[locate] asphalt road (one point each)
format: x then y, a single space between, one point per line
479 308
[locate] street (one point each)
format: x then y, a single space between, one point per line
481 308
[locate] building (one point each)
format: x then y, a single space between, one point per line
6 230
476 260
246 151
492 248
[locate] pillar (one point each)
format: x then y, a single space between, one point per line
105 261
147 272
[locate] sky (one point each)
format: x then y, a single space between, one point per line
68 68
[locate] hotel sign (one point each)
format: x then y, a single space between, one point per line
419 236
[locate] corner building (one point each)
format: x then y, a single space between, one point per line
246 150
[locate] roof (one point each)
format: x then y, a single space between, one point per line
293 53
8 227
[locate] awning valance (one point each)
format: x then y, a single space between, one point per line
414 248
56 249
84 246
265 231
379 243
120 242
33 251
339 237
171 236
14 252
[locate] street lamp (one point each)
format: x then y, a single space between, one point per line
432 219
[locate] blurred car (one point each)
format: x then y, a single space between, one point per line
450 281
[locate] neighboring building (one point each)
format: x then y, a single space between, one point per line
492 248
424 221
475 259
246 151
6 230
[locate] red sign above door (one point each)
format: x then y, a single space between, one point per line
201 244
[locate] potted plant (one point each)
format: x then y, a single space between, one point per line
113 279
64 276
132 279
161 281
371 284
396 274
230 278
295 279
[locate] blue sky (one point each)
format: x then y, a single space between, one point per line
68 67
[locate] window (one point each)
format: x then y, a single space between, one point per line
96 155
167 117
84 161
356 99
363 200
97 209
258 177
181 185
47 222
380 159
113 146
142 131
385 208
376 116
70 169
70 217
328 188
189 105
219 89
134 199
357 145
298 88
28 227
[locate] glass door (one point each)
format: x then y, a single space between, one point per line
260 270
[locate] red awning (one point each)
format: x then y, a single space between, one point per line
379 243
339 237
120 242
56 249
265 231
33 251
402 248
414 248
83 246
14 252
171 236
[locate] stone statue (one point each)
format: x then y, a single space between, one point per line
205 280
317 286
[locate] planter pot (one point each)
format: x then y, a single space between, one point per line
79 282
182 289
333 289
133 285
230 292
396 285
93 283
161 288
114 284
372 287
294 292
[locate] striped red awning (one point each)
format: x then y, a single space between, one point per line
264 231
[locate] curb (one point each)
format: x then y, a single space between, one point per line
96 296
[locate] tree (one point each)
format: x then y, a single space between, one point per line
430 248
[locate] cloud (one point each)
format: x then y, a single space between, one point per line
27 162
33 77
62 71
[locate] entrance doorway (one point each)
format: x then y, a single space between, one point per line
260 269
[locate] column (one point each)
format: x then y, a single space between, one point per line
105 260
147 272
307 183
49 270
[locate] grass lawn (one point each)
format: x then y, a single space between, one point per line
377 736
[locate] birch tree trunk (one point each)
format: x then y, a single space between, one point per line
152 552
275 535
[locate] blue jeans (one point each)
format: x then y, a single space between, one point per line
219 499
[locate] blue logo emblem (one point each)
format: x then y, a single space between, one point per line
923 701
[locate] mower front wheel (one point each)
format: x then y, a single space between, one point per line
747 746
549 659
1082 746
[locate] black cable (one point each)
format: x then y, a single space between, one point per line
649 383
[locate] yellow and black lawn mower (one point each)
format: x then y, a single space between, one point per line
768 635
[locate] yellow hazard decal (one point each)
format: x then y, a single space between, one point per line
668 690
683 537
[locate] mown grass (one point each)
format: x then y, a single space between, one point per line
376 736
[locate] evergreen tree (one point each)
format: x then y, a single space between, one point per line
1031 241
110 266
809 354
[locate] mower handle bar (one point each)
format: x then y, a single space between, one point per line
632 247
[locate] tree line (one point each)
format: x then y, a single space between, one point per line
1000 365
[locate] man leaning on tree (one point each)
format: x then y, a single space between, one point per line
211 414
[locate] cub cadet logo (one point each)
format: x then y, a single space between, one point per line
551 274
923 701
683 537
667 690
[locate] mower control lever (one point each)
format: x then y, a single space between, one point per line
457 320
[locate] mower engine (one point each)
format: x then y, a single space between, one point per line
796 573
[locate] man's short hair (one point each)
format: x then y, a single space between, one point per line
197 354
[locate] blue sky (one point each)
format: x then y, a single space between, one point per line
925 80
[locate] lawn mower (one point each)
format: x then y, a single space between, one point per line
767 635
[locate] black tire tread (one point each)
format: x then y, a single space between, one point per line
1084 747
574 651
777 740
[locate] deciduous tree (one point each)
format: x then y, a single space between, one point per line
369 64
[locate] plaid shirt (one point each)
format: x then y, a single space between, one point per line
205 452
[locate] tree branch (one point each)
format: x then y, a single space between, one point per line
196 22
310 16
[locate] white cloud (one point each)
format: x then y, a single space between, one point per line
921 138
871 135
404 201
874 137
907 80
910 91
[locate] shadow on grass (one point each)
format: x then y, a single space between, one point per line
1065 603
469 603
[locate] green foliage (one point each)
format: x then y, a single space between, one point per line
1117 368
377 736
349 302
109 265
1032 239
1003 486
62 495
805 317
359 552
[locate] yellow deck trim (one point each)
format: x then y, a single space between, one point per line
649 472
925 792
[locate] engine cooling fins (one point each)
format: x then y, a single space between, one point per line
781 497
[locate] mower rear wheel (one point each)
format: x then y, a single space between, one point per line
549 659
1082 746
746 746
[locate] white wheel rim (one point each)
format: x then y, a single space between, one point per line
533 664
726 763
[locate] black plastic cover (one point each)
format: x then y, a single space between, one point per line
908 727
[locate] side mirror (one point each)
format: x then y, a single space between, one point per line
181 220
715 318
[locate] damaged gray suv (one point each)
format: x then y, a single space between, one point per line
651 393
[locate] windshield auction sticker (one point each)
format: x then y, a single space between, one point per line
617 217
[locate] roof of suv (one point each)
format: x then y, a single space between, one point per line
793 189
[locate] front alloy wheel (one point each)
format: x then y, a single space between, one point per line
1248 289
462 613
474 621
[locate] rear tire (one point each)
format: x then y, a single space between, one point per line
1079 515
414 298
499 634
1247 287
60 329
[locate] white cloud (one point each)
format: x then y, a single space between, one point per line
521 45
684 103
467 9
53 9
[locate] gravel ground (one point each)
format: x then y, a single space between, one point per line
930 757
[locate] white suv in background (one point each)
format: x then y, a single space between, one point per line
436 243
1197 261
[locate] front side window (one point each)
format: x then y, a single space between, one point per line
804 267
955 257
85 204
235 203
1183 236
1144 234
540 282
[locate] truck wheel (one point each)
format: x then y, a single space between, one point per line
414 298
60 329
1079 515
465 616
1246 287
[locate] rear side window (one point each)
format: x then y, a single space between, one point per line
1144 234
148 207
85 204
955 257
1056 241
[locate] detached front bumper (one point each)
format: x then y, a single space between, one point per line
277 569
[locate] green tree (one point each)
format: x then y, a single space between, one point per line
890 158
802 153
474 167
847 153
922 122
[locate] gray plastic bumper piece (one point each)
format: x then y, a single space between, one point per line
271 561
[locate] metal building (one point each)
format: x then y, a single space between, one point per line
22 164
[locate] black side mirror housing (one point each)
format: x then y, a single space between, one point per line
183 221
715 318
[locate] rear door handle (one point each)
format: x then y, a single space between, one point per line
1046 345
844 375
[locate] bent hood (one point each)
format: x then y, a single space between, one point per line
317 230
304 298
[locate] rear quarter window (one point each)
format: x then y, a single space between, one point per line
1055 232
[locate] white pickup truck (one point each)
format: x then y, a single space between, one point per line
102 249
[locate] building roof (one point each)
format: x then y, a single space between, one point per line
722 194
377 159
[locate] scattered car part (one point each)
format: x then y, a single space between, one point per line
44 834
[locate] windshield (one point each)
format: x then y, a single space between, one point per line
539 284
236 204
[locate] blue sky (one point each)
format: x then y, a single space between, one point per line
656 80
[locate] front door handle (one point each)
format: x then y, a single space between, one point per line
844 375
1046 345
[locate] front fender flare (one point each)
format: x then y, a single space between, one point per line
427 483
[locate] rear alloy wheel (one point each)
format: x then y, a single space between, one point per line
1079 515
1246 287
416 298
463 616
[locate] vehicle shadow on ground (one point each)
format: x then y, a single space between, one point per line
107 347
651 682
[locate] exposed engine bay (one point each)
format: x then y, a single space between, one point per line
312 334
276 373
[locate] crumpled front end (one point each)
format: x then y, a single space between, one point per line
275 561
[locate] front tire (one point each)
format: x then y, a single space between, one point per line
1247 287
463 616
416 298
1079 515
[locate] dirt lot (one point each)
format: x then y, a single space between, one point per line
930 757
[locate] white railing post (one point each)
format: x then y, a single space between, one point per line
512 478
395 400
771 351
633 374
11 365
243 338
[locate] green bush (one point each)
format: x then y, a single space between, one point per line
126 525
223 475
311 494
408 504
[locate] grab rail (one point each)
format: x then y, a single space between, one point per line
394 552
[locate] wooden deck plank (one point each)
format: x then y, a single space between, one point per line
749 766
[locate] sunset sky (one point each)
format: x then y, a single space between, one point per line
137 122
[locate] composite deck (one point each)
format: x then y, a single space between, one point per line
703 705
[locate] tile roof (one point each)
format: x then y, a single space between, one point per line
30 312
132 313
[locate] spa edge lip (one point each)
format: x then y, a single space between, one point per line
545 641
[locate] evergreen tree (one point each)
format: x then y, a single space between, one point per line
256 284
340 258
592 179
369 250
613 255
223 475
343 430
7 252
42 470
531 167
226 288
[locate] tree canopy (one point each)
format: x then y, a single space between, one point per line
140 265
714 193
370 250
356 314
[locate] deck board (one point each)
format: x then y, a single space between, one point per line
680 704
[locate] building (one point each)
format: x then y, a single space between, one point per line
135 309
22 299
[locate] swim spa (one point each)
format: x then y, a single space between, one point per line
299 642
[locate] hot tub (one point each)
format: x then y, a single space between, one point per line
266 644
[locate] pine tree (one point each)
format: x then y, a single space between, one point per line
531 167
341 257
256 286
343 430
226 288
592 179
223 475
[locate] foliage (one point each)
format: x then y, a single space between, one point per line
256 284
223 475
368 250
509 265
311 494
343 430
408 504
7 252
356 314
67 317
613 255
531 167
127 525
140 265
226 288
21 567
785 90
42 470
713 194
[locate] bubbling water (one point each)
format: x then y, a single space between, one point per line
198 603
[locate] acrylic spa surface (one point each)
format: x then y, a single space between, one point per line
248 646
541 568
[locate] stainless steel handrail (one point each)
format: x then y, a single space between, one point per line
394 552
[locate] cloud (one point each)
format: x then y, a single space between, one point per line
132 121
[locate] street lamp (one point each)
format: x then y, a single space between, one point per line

------

**What this task involves**
Report every line above that has the string "truck" in it.

**Output below**
[locate] truck wheel (one point each)
[locate] white pickup truck (one point each)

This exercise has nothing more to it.